- _EXCERPTED PASSAGE_:

┄┄┄┄┄┄

The cows were shipped and unloaded at Laparuse Bay and driven up to Ulupalakua by Spaniards who accomplished the cattle from California. They taught the native Hawaiians how to become cattlemen so they could carry on when the Spaniards went back home to California. The name given to the Hawaiian Cowboy comes from the word Espanol, or pronounced paniola in Hawaiian.
Later on the ranching business expanded to Makawao. These ranch hands came from California as well, but they were more of the Caucasian influence. You can see in the buildings architecture how it looks very much like the Old West.
Coming to Maui late October.. Monday is open so I want to know if the charming shops in Makowao town will be open on Mondays.
Sydne Lindeman says:
I like your website – THANKS for sharing.
Maui is our favorite Island.
Makawao our favorite town.
We use to go once or twice a year.
Not so lately. we have to get back on board ! We know things have changed since it has been a few years.

┄┄┄┄┄┄

- _DATA_:

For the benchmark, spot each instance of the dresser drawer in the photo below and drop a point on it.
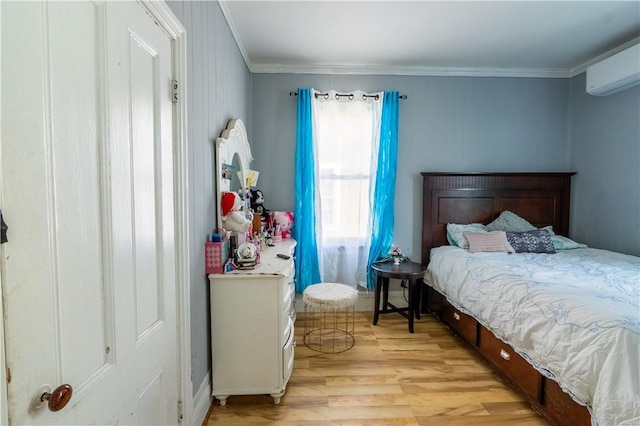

┄┄┄┄┄┄

- _WHAT THE TASK REQUIRES_: Retype the Maui ranching passage in full, word for word. The material has no connection to the Maui ranching passage.

- _ANSWER_:
The cows were shipped and unloaded at Laparuse Bay and driven up to Ulupalakua by Spaniards who accomplished the cattle from California. They taught the native Hawaiians how to become cattlemen so they could carry on when the Spaniards went back home to California. The name given to the Hawaiian Cowboy comes from the word Espanol, or pronounced paniola in Hawaiian.
Later on the ranching business expanded to Makawao. These ranch hands came from California as well, but they were more of the Caucasian influence. You can see in the buildings architecture how it looks very much like the Old West.
Coming to Maui late October.. Monday is open so I want to know if the charming shops in Makowao town will be open on Mondays.
Sydne Lindeman says:
I like your website – THANKS for sharing.
Maui is our favorite Island.
Makawao our favorite town.
We use to go once or twice a year.
Not so lately. we have to get back on board ! We know things have changed since it has been a few years.